Document extract –
····················

Stress - Strain of steel and concrete

[aahashib]

Hi All.. Hope you all doing great..

I am in trouble of getting stress-strain data of a pushover analysis of a simple RC portal frame consisted of two columns and one beam. I have compared the pushover data with the measured experimental data. It almost matches. However, I am not getting stress-strain data of the beam and columns for both steel and concrete. I modeled one 2D frame before. I didn't get stress - strain data then too. So I need to change to this 3D model. But still now I am unable to get stress - strain data. Can anybody please help me getting the stress- strain data of the beam and columns? I am giving the build model file below for your kind observation. Thank you.


# --------------------------------------------------------------------------------------------------
# Frame -- Build Model
# nonlinearBeamColumn element, inelastic fiber section
# Abdullah Al Hashib, 2016
# ^Y
# |
# 3_________(3)____________4 __
# | | |
# | | |
# | | |
# (1) (2) LCol
# | | |
# | | |
# | | |
# =1= =2= _|_ -------->X
# |----------LBeam---------|
#

# SET UP ----------------------------------------------------------------------------
wipe; # clear memory of all past model definitions
model BasicBuilder -ndm 3 -ndf 6; # Define the model builder, ndm=#dimension, ndf=#dofs
set dataDir Data; # set up name of data directory
file mkdir $dataDir; # create data directory
set GMdir "GMfiles"; # ground-motion file directory
source LibUnits.tcl; # define basic and system units
source BuildRCrectSection.tcl; # procedure for definining RC fiber section

# define GEOMETRY -------------------------------------------------------------
set LCol [expr 118.11*$in]; # column length
set LBeam [expr 177.17*$in]; # beam length
set Weight [expr 25.32*$kip]; # superstructure weight, Calculated from the dead load of all beams (12.515 kips) and columns (8.58 kips) top of the frame, Total=21.1*1.2=25.32 kips

# define section geometry
set HCol [expr 11.811*$in]; # Column Depth
set BCol [expr 11.811*$in]; # Column Width
set HBeam [expr 9.84252*$in]; # Beam Depth
set BBeam [expr 27.5591*$in]; # Beam Width

# calculated parameters
set PCol [expr $Weight/2]; # nodal dead-load weight per column
set Mass [expr $PCol/$g]; # nodal mass
# calculated geometry parameters
set ACol [expr $BCol*$HCol]; # cross-sectional area
set ABeam [expr $BBeam*$HBeam]; # cross-sectional area
# nodal coordinates:
node 1 0. 0. 0.; # node#, X, Y, Z
node 2 $LBeam 0. 0.;
node 3 0. $LCol 0.;
node 4 $LBeam $LCol 0.;

# Single point constraints -- Boundary Conditions
fix 1 1 1 1 1 1 1; # node DX DY RZ
fix 2 1 1 1 1 1 1; # node DX DY RZ

# nodal masses:
mass 3 $Mass 0. 0. 0. 0. 0.; # node#, Mx My Mz, Mass=Weight/g, neglect rotational inertia at nodes
mass 4 $Mass 0. 0. 0. 0. 0.;

# Define ELEMENTS & SECTIONS -------------------------------------------------------------
set ColSecTag1 1; # assign a tag number to the column section
set ColSecTag2 2; # assign a tag number to the column section
set BeamSecTag1 3; # assign a tag number to the beam section
set BeamSecTag2 4; # assign a tag number to the beam section
set BeamSecTag3 5; # assign a tag number to the beam section

# define section geometry
set cover [expr 1.1811*$in]; # Column cover to reinforcing steel NA.

····················

[Coordinate annotation entries]
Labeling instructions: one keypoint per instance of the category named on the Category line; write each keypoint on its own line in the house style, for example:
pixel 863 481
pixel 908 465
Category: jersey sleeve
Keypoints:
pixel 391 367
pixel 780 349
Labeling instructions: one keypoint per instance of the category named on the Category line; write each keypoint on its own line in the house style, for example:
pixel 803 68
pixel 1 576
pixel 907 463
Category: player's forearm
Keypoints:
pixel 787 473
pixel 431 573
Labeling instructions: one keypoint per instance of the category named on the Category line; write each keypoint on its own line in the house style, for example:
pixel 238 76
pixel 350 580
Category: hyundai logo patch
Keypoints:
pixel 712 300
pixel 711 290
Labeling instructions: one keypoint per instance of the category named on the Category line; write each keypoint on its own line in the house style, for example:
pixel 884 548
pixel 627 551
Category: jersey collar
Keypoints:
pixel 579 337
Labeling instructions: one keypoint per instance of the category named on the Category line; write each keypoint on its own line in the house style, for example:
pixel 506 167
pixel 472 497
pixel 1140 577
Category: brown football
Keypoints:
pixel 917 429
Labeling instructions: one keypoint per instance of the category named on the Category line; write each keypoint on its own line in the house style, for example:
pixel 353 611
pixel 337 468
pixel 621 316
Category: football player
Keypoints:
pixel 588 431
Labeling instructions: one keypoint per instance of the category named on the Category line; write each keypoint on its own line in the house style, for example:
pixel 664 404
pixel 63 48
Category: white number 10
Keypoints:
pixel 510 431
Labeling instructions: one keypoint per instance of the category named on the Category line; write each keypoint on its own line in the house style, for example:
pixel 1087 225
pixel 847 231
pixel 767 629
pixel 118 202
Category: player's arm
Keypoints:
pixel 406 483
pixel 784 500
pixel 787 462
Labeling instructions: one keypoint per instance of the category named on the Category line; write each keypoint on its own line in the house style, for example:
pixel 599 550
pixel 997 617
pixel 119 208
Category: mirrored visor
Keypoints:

····················

What is asked –
Please repeat the part of the forum post about stress-strain data for the RC frame between "I am in trouble" and "observation. Thank you.", inclusive.

Output of the exercise –
I am in trouble of getting stress-strain data of a pushover analysis of a simple RC portal frame consisted of two columns and one beam. I have compared the pushover data with the measured experimental data. It almost matches. However, I am not getting stress-strain data of the beam and columns for both steel and concrete. I modeled one 2D frame before. I didn't get stress - strain data then too. So I need to change to this 3D model. But still now I am unable to get stress - strain data. Can anybody please help me getting the stress- strain data of the beam and columns? I am giving the build model file below for your kind observation. Thank you.